— start Exercise inputs —

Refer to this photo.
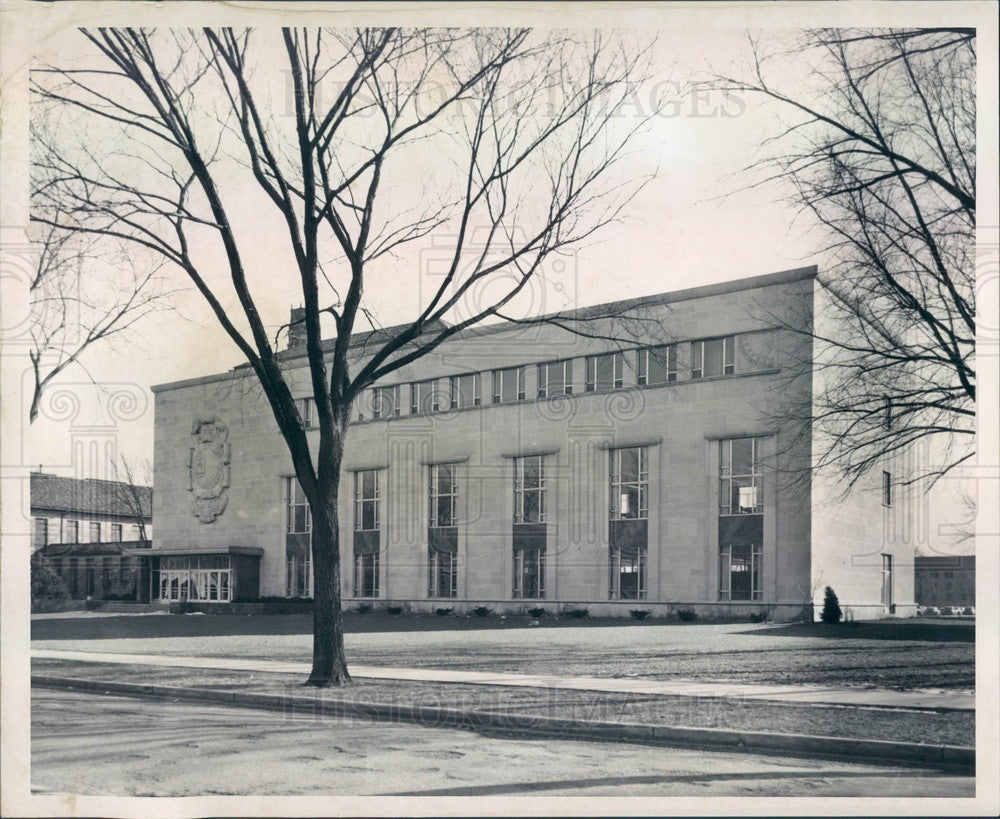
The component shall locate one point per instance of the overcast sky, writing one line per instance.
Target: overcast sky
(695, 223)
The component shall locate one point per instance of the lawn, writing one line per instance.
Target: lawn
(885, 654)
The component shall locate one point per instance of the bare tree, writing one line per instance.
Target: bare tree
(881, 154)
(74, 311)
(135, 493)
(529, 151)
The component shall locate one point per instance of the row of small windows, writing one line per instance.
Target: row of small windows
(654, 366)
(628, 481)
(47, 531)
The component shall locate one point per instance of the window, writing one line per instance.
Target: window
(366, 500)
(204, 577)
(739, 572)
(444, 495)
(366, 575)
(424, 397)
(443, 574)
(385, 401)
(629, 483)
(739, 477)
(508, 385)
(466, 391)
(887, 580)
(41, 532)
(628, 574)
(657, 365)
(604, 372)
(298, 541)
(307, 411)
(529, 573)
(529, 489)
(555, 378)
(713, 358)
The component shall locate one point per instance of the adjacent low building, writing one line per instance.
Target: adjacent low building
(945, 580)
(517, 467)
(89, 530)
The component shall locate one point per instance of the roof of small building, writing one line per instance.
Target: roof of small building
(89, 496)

— end Exercise inputs —
— start Exercise inputs —

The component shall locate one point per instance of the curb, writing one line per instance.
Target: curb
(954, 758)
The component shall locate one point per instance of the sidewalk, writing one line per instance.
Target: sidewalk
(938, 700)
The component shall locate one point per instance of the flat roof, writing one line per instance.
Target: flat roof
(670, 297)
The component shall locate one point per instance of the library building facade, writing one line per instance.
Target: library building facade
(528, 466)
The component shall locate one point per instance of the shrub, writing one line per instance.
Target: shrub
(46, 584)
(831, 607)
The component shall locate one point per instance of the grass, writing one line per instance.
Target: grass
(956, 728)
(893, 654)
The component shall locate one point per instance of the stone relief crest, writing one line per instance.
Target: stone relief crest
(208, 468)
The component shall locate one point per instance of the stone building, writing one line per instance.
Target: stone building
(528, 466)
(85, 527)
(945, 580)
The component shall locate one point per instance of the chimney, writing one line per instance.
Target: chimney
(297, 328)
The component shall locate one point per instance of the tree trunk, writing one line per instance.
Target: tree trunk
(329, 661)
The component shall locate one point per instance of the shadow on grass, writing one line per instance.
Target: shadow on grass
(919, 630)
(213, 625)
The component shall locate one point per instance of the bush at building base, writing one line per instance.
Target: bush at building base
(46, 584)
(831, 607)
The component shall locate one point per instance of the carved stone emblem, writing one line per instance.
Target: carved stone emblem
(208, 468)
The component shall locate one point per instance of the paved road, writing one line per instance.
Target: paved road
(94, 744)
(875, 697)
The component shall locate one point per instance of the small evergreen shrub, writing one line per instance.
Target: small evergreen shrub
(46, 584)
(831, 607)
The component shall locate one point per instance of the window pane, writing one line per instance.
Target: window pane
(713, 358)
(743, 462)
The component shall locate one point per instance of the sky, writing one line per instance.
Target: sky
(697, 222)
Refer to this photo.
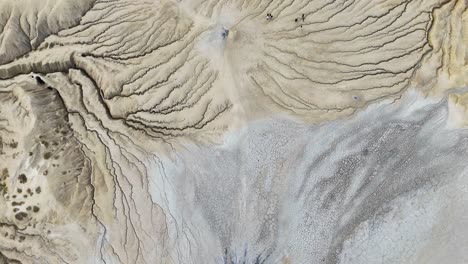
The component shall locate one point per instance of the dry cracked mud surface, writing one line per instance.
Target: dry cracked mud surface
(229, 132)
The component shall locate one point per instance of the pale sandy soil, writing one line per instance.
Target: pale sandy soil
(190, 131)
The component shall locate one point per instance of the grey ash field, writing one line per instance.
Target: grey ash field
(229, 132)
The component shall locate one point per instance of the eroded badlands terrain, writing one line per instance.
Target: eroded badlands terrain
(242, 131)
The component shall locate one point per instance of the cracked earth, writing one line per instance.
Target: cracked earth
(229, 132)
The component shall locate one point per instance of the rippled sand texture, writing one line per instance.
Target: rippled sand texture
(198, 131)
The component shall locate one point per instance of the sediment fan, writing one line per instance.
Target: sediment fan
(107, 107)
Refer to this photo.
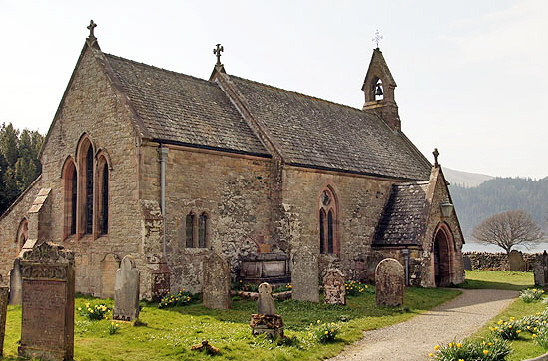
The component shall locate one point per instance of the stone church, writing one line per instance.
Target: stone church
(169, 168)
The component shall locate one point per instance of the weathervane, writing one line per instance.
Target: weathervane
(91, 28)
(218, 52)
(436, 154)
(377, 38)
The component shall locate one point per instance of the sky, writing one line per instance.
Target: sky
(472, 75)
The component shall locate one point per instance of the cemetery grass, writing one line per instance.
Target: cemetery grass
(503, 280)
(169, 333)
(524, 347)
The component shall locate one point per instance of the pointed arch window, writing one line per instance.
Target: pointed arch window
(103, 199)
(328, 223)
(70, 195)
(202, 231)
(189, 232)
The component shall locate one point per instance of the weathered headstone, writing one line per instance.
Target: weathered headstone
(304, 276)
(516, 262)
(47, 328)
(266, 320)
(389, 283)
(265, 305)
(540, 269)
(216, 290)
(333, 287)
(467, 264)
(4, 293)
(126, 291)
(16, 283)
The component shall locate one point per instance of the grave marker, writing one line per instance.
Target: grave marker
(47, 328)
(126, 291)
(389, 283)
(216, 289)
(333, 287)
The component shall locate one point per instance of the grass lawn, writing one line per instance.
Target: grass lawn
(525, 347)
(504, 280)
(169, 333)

— end Exercise inputs —

To be done: Return every line of the records above that contains the word "pale", treating uppercase and lowercase as different.

Worked solution:
The component shall locate one point per instance of the pale sandy soil, writing one line per instance.
Target: pale sandy soil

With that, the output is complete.